*EXTRACT TO READ*.
▬▬▬▬▬▬▬▬▬▬

First-ever human colon model identifies six unknown cancer driver genes

Researchers engineered a first-of-its-kind ex vivo model of the human colon, then put it to the test to find genes associated with progression of colon cancer. The model identified 17 known cancer driver genes as well as 6 genes that had never been associated with colon cancer progression.

This test demonstrated that their colon cancer model is highly useful for studying cancer development, the researchers concluded in their July 11, 2016 article in the journal Nature Biotechnology.

Currently, scientists routinely use genome-wide association studies to identify mutations in tumors; however, detecting the roles of these genetic alterations in tumorigenesis is still a challenge. So these researchers set out to develop a 3-D model that physiologically replicates the colon.

“You can’t really do experiments very well on human tissue, so having a human system, which allows you to look at the genetics in the context of a controlled environment, is a fairly powerful technique,” said the study’s co-senior author Michael Shuler, PhD, the Samuel B. Eckert Professor of Engineering at Cornell University’s Meinig School of Biomedical Engineering, in Ithaca, NY.

The model that Dr. Shuler and colleagues created goes well beyond a 2-D cell culture because it includes not only tissue from the colon, but also extracellular matrix. In addition, the model preserves the tissue’s normal 3-D architecture. Combined, this provides a more true-to-life environment in which to test and examine tumor pathogenesis, the researchers explained.

Their model is much smaller than an actual colon, though—only about 5 cm³. To engineer it, they started with a sample of normal human colon tissue from which they completely removed the cellular components while retaining intact the tissue architecture, main vasculature, and the muscularis mucosa of the original organ.

Next, they repopulated the tissue with epithelial cells, endothelial cells, and myofibroblasts obtained from colonoscopy patients and from commercial samples. “What you’re really trying to do is provide a micro-environment that encourages the appropriate expression of the genes in the system,” Dr. Shuler said.

Once they had a ready model of the colon, it was time to test how well it demonstrated cancer progression. To do so, they recellularized the colon model with epithelial cells carrying gene muta­tions known for colorectal cancer progression. Malignancy occurred quickly, appearing within 6 to 7 weeks after recellularization (which further showed the value of this ex vivo model as a complement to current cancer models, the authors noted).

Next, the investigators performed a mutagenesis screen to identify and track the genetic changes that occurred inside the colon model, which they found were consistent with typical early stage colorectal cancer.

Of course, there’s no way to tell for sure whether the model provides an exact replica of colorectal cancer progression, but “it gives you a human-based system to characterize some of the key steps in advance-stage colon cancer, and that is something that hasn’t been possible,” Dr. Shuler noted.

Further testing with DNA sequencing identified 38 invasion-driver genes from 21 invasive neoplasias. Of these 38 genes, 17 had already been implicated in colon cancer progression while 6 had never been associated with the progression of colorectal cancer.

“These results demonstrate the utility of our organoid model for studying cancer biology,” the investigators concluded.

“The recellularized human colon provides an exciting new model for identifying genes that are mutated during the earliest step in tumor metastasis,” said co-senior author Nancy Jenkins, PhD, Professor of Oncology at Houston Methodist Research Institute, in Houston, TX.

“Our hope is that a better understanding of the genetics of tumor metastasis will lead to better molecular targeted therapies and/or biomarkers for the treatment of colon cancer,” she added.

▬▬▬▬▬▬▬▬▬▬

*DATA EXCERPTS*.
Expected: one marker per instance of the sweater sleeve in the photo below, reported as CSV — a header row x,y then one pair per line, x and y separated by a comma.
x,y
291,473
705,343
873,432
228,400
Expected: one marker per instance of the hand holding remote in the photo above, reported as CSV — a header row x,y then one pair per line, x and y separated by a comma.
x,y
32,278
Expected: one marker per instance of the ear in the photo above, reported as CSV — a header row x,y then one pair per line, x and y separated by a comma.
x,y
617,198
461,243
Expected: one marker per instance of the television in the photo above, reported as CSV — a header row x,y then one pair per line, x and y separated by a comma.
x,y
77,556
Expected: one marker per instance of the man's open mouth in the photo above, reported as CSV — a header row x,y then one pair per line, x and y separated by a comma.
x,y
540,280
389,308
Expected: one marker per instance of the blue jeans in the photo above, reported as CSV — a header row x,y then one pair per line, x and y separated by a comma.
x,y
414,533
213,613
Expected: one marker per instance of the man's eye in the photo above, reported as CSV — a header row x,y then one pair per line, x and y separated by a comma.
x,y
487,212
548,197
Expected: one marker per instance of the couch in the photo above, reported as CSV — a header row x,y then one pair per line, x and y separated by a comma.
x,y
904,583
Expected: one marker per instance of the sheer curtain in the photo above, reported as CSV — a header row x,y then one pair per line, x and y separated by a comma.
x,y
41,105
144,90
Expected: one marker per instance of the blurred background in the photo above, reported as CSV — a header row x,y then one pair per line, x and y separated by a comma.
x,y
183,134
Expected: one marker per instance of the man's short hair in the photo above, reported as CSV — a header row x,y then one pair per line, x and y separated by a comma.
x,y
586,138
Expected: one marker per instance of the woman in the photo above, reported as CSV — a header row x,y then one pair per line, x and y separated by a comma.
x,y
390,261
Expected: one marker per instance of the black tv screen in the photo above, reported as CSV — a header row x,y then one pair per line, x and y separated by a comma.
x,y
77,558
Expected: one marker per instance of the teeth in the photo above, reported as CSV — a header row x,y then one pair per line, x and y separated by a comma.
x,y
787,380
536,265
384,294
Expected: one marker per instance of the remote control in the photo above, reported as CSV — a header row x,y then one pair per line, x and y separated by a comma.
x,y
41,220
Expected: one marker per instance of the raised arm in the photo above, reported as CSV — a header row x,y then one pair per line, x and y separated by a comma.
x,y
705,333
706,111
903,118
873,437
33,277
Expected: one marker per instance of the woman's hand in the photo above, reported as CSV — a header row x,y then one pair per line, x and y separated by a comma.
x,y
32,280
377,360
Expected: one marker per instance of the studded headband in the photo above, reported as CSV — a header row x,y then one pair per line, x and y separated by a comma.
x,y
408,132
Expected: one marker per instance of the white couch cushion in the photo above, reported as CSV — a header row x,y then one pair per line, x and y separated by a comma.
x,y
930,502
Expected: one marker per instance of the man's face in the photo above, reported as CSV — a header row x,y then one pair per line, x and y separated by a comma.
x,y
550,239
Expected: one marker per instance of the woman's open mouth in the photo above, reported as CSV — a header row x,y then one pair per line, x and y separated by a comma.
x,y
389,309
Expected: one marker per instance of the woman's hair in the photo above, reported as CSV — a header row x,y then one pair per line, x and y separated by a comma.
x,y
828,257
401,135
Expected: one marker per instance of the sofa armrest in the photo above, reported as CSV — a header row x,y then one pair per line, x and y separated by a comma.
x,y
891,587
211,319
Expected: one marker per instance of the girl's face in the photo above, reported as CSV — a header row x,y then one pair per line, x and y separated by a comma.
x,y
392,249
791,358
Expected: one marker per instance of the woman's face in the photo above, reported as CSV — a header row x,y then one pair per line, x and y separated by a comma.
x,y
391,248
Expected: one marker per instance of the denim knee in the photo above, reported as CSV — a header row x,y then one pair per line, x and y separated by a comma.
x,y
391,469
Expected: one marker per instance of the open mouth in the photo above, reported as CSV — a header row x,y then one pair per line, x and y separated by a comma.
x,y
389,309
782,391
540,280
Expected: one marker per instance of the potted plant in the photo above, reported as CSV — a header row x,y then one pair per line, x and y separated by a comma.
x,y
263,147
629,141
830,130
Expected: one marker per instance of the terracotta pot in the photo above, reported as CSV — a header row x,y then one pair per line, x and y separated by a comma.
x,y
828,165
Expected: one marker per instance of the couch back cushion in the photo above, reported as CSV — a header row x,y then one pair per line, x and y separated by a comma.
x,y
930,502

▬▬▬▬▬▬▬▬▬▬

*ACTIVITY 1*.
In the colon model article, write out the passage from "The model that" to "the original organ." again, substituting "system" for "model".
*ACTIVITY 2*.
Answer these questions from the colon model article:
(a) In which journal and on what date did the researchers publish their article?
(b) About how large is the model?
(c) How many invasion-driver genes did DNA sequencing identify, and from how many invasive neoplasias?
*ACTIVITY 3*.
Decide whether each statement agrees with the colon model article. Answer yes or no, and quote the words that decide it.
(a) Malignancy took about a year to appear in the model.
(b) Nancy Jenkins is at Houston Methodist Research Institute.
(c) The cells used to repopulate the tissue came only from commercial samples.
The rows stand apart from the colon model article and are separate material.

*TASK SOLUTION 1*.
The system that Dr. Shuler and colleagues created goes well beyond a 2-D cell culture because it includes not only tissue from the colon, but also extracellular matrix. In addition, the system preserves the tissue’s normal 3-D architecture. Combined, this provides a more true-to-life environment in which to test and examine tumor pathogenesis, the researchers explained.

Their system is much smaller than an actual colon, though—only about 5 cm³. To engineer it, they started with a sample of normal human colon tissue from which they completely removed the cellular components while retaining intact the tissue architecture, main vasculature, and the muscularis mucosa of the original organ.

*TASK SOLUTION 2*.
(a) Nature Biotechnology, July 11, 2016.
(b) About 5 cm³.
(c) 38 invasion-driver genes from 21 invasive neoplasias.

*TASK SOLUTION 3*.
(a) No: "appearing within 6 to 7 weeks after recellularization"
(b) Yes: "Professor of Oncology at Houston Methodist Research Institute"
(c) No: "obtained from colonoscopy patients and from commercial samples"